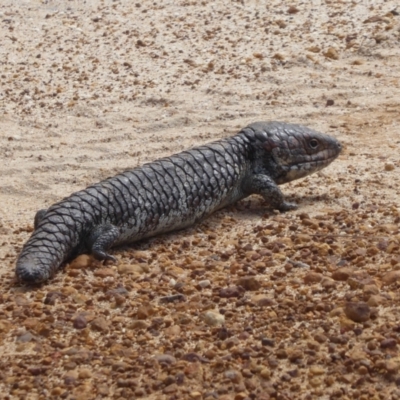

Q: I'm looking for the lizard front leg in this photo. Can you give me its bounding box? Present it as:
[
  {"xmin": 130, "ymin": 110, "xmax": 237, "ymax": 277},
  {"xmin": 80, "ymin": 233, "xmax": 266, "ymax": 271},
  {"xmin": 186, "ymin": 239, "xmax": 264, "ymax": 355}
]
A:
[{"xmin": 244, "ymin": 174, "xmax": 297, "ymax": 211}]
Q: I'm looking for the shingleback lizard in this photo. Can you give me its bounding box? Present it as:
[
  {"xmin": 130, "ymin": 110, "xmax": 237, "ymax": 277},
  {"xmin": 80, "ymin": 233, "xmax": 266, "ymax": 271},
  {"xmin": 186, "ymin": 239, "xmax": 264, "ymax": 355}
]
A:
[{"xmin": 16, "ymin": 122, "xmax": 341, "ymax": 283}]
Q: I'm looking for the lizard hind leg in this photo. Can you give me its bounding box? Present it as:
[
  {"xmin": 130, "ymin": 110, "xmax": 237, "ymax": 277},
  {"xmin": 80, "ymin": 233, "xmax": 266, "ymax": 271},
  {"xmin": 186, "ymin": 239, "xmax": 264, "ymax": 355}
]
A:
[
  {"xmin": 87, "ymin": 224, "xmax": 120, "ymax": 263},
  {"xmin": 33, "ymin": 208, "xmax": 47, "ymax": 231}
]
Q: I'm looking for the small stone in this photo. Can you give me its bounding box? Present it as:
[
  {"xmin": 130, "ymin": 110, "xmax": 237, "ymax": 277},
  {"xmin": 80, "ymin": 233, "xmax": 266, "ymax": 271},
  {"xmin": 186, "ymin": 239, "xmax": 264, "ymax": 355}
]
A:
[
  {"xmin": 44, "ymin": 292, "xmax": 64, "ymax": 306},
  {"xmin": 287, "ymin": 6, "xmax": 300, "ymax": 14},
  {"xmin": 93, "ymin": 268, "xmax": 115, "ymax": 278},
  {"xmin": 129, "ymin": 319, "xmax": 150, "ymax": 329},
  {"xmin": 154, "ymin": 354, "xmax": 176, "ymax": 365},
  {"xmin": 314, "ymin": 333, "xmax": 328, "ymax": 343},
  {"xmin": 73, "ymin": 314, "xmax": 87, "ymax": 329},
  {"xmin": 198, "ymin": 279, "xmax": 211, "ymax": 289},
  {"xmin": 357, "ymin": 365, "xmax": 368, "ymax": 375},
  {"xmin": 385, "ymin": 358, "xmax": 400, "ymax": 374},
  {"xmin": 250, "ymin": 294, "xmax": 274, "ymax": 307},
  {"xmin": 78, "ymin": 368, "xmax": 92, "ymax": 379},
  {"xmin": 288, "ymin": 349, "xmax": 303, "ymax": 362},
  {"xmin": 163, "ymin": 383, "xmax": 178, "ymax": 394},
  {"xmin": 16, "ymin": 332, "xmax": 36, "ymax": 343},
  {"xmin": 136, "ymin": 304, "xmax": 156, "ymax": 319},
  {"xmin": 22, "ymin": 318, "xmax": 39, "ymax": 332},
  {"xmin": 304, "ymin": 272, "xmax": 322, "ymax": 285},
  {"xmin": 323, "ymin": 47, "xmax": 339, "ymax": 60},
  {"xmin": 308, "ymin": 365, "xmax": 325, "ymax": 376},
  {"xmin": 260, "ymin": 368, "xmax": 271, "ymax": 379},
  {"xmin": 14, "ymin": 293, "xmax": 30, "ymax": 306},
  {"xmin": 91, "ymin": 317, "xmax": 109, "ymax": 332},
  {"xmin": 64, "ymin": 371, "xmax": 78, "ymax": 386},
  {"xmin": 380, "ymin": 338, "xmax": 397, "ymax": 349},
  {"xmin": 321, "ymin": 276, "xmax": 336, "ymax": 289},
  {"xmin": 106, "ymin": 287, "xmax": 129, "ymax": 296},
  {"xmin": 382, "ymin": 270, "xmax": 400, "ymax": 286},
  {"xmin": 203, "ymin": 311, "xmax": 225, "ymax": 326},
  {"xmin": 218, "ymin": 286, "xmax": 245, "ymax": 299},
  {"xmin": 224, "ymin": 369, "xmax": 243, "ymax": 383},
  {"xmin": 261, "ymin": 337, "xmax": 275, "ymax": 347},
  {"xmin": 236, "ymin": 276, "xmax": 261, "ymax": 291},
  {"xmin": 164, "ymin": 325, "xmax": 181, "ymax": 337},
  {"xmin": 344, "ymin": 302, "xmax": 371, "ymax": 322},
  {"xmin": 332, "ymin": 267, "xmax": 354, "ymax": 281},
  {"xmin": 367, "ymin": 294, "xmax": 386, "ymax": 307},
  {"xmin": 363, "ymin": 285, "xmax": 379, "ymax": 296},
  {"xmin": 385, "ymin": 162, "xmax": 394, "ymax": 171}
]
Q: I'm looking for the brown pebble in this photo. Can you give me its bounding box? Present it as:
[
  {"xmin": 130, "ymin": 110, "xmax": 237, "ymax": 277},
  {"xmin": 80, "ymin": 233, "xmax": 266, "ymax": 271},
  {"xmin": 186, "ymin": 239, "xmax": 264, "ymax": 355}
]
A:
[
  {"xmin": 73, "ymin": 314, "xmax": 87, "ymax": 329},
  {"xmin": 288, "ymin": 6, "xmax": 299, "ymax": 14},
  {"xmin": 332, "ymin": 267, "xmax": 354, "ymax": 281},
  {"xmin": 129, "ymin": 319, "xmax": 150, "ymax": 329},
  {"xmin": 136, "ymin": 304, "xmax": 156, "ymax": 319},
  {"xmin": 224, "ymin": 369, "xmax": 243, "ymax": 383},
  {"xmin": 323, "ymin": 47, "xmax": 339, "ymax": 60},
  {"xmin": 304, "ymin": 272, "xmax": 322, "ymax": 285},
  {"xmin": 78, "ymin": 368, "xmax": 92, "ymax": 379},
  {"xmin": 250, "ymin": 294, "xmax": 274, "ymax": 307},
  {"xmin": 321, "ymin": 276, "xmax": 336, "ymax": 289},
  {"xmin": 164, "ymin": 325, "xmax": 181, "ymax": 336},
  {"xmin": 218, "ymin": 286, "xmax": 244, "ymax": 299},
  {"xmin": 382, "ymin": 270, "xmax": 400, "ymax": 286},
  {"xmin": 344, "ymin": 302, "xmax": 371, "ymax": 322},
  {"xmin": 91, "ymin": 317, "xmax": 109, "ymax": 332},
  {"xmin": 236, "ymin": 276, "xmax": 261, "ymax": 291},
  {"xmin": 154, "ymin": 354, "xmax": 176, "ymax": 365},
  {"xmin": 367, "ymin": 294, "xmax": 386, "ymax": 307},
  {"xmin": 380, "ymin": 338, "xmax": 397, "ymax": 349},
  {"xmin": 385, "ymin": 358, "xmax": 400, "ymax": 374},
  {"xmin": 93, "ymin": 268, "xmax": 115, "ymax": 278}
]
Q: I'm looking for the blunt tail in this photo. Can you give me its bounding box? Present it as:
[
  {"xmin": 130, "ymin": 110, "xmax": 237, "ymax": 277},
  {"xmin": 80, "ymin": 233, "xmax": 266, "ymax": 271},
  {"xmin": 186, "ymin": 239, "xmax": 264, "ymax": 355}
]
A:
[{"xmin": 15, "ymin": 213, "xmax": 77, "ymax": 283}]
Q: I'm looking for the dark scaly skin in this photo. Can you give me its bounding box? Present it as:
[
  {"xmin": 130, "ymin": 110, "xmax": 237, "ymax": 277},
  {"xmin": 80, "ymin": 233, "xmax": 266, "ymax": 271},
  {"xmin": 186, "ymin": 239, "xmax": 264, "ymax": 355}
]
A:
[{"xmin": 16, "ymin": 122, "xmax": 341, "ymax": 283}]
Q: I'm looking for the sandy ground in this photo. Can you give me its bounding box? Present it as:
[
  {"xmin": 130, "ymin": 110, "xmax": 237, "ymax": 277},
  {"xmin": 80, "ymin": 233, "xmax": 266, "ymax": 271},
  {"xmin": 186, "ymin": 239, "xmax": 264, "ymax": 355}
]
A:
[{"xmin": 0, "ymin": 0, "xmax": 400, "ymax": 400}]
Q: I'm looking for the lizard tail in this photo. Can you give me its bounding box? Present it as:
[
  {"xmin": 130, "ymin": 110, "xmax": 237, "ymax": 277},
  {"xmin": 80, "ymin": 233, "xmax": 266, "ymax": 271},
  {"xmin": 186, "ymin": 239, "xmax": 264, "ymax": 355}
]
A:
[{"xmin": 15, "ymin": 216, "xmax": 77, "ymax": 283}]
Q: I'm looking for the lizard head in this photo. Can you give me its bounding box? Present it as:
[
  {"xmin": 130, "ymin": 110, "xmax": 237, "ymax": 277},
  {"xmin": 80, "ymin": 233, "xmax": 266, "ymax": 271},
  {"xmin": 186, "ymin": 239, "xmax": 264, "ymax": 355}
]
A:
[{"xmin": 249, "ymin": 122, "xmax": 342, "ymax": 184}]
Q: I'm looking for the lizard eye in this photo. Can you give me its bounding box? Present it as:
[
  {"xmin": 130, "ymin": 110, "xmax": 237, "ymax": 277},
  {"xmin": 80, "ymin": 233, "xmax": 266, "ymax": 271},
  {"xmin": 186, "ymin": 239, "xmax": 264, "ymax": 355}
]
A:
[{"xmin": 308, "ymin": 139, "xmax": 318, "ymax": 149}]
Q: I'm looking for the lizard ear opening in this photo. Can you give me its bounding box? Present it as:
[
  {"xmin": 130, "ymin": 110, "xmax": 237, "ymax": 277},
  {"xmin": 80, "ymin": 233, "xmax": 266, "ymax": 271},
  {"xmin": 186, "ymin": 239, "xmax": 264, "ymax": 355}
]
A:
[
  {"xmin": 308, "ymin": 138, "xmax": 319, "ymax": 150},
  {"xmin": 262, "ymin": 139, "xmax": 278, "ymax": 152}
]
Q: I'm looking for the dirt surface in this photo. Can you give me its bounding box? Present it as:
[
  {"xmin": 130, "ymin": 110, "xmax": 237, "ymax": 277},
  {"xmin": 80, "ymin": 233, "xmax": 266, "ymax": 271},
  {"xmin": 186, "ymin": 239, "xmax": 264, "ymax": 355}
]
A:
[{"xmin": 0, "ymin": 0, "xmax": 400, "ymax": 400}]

○ ○ ○ ○ ○ ○ ○

Report every line of the listing that contains the string "lizard", treating uppercase and lowercase letters as distinct.

Q: I'm looking for the lizard front leg in this photo. Can you give me its bounding box? Present it as:
Q: I'm looking for the shingleback lizard in this photo. Can you give me its bounding box? Present it as:
Q: I'm looking for the lizard hind leg in this photo. Can you give me its bounding box? Present it as:
Q: I'm looking for the lizard tail in this photo. Can you give me its bounding box? Present it as:
Q: I'm looking for the lizard head in this photo. Can you give me its bounding box? Present it as:
Q: I'm looking for the lizard eye in this photo. Can you give me its bounding box? Present it as:
Q: I'm looking for the lizard ear opening in this photo. Can you give me its bounding box? Present it as:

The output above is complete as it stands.